── RECORDED INFORMATION
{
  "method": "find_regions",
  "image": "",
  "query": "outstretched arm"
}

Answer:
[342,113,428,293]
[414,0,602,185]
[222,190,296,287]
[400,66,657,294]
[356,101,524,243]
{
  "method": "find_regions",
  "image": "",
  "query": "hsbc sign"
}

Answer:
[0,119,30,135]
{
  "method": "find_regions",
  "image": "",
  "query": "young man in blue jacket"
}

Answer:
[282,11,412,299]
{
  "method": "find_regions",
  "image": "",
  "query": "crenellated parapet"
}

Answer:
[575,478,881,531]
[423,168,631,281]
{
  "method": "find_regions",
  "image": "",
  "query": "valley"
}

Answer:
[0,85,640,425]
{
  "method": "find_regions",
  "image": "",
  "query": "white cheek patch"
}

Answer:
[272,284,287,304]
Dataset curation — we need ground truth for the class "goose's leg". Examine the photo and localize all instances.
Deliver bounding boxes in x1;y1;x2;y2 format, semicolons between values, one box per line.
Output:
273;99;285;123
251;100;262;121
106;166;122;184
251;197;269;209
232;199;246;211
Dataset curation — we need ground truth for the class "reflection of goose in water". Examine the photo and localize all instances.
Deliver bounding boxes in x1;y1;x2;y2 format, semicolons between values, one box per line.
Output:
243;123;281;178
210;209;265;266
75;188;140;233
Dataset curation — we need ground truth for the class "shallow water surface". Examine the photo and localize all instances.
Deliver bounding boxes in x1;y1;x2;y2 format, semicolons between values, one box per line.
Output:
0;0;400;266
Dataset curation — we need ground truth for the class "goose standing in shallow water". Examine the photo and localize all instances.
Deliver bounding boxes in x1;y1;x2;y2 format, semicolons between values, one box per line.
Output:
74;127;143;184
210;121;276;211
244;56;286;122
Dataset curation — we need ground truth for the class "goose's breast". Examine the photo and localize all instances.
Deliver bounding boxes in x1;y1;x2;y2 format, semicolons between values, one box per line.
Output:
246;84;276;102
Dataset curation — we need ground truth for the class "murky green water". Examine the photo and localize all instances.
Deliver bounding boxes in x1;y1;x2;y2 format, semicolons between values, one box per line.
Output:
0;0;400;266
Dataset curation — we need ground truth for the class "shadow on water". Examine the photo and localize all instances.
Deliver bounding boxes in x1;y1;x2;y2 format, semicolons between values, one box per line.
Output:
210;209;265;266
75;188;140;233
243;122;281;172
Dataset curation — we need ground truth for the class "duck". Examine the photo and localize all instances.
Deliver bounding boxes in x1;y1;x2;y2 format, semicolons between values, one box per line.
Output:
────
Arrange every line of the material above as a numbered list, leaving out the blank lines.

_CORRECT OUTPUT_
1. {
2.   "method": "find_regions",
3.   "image": "",
4.   "query": "outstretched arm"
5. }
6. Answer:
7. [342,113,428,293]
8. [414,0,602,185]
9. [222,190,296,287]
10. [400,66,657,294]
11. [356,101,524,243]
12. {
13.   "method": "find_regions",
14.   "image": "",
15.   "query": "hsbc sign"
16. }
17. Answer:
18. [0,119,30,135]
19. {
20.   "method": "find_regions",
21.   "image": "",
22.   "query": "young man in blue jacket"
23. }
24. Answer:
25. [282,11,412,299]
26. {
27.   "method": "find_regions",
28.   "image": "",
29.   "query": "crenellated parapet"
30. }
31. Answer:
32. [575,478,881,531]
33. [423,168,631,281]
34. {
35.   "method": "find_regions",
36.   "image": "",
37.   "query": "valley"
38. }
39. Answer:
40. [0,85,640,425]
41. {
42.   "method": "find_regions",
43.   "image": "",
44.   "query": "white cheek patch"
45. }
46. Answer:
47. [272,284,287,304]
48. Dataset curation — we need ground truth for the class "goose's leg". Examine the photo and localize all instances.
49. Deliver bounding boxes in x1;y1;x2;y2 format, semicolons between values, one box per line.
50. Output:
51. 273;99;285;123
52. 251;100;262;121
53. 106;166;122;184
54. 251;197;269;209
55. 232;199;246;211
56. Dataset curation — we need ground truth for the class "reflection of goose in water". Examine the photo and localize all instances.
57. Deliver bounding boxes in x1;y1;x2;y2 format, semicolons between values, one box per line.
58. Output:
59. 243;123;281;178
60. 210;209;265;266
61. 75;188;140;233
62. Dataset curation — we need ground truth for the class "shallow water surface". Examine the photo and localize all instances.
63. Deliver bounding boxes in x1;y1;x2;y2 format, semicolons between values, one box per line.
64. Output:
65. 0;0;400;266
66. Dataset curation — we need ground truth for the class "goose standing in shallow water". Examine the photo and localize all instances.
67. Deliver bounding boxes in x1;y1;x2;y2 format, semicolons between values, one box per line.
68. Output:
69. 74;127;143;184
70. 210;121;276;211
71. 244;56;286;122
72. Dataset curation — we need ground truth for the class "goose's breast". Examine the photo and localize all instances.
73. Deliver bounding boxes in x1;y1;x2;y2 format, semicolons between values, one box per line.
74. Output:
75. 246;84;276;102
76. Dataset curation — we need ground truth for the class "murky green water". Examine the photo and localize all instances.
77. Deliver bounding boxes in x1;y1;x2;y2 format, semicolons between values, one box per line.
78. Output:
79. 0;0;400;266
80. Dataset curation — we need ground truth for the class "shadow on water". Examine the photo and localize all instances.
81. Deliver bounding boxes in x1;y1;x2;y2 format, semicolons between values, one box per line.
82. Output:
83. 210;209;265;266
84. 75;188;140;233
85. 243;122;281;172
86. Dataset curation — we need ground truth for the class "duck". Examine the photo and localize all instances.
87. Deliver bounding boxes in x1;y1;x2;y2 format, semicolons between values, one box per line.
88. Output:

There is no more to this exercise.